### Goal
Extract every line starting at the line that contains "of the person's" and ending with the final line of the data, inclusive; give only those lines, word for word.

### Working data
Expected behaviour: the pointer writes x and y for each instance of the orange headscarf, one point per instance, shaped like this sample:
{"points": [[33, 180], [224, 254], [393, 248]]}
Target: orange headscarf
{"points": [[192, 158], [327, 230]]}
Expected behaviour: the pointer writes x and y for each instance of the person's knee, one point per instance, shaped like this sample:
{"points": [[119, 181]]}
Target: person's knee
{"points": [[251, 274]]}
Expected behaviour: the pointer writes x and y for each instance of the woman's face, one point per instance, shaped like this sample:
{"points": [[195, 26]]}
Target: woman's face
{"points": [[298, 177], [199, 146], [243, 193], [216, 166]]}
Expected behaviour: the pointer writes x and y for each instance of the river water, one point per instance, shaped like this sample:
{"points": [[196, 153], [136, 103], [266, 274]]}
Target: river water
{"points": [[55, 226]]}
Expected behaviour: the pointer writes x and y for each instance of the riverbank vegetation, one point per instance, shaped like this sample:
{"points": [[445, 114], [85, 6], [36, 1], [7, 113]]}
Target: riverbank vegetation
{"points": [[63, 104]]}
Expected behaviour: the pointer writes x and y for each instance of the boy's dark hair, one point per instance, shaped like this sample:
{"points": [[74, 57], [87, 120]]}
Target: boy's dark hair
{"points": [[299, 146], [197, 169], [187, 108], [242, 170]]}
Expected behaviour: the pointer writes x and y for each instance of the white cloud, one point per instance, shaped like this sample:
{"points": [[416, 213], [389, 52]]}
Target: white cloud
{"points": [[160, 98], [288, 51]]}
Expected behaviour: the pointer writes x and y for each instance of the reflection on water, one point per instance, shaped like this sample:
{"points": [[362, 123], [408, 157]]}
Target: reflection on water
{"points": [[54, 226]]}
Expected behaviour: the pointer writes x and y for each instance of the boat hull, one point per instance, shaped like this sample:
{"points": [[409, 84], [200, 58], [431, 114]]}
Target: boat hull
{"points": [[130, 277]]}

### Reply
Expected behaviour: the pointer writes x and y for each instance of the person's knee, one point per instance, shaped like this sample:
{"points": [[119, 181]]}
Target: person's knee
{"points": [[251, 274]]}
Expected behaviour: the pointer writes x and y for each instance of the woman's face, one point per instance, shaped like this sample:
{"points": [[195, 26]]}
Target: woman's face
{"points": [[298, 177], [199, 146], [243, 193], [216, 166]]}
Expected behaviour: the pointer writes x and y for each instance of the river water, one point per instance, shaped like this sample:
{"points": [[196, 153], [136, 103], [266, 274]]}
Target: river water
{"points": [[55, 226]]}
Expected behaviour: the pointer writes x and y for each instance of the riverbank vegetation, one point per instance, shaped like this sample:
{"points": [[445, 114], [85, 6], [36, 1], [7, 113]]}
Target: riverbank vegetation
{"points": [[63, 104]]}
Expected behaviour: the pointer writes x and y for each instance of the boy's dark hair, one point per instance, shaped like this sample:
{"points": [[74, 57], [87, 120]]}
Target: boy's dark hair
{"points": [[299, 146], [197, 169], [187, 108], [242, 170]]}
Expected behaviour: the pointer writes x and y for each instance of the white cloud, one point per instance, shaped like this sample:
{"points": [[416, 213], [389, 52]]}
Target: white cloud
{"points": [[160, 98], [288, 51]]}
Expected behaviour: the pointer writes x and y for each instance of the reflection on water, one point per instance, shaped like this sample:
{"points": [[362, 123], [408, 157]]}
Target: reflection on water
{"points": [[54, 226]]}
Expected behaviour: the pointer writes x and y for each instance of the boat hull, one point per instance, shaped like this sample:
{"points": [[409, 84], [200, 58], [431, 114]]}
Target: boat hull
{"points": [[130, 277]]}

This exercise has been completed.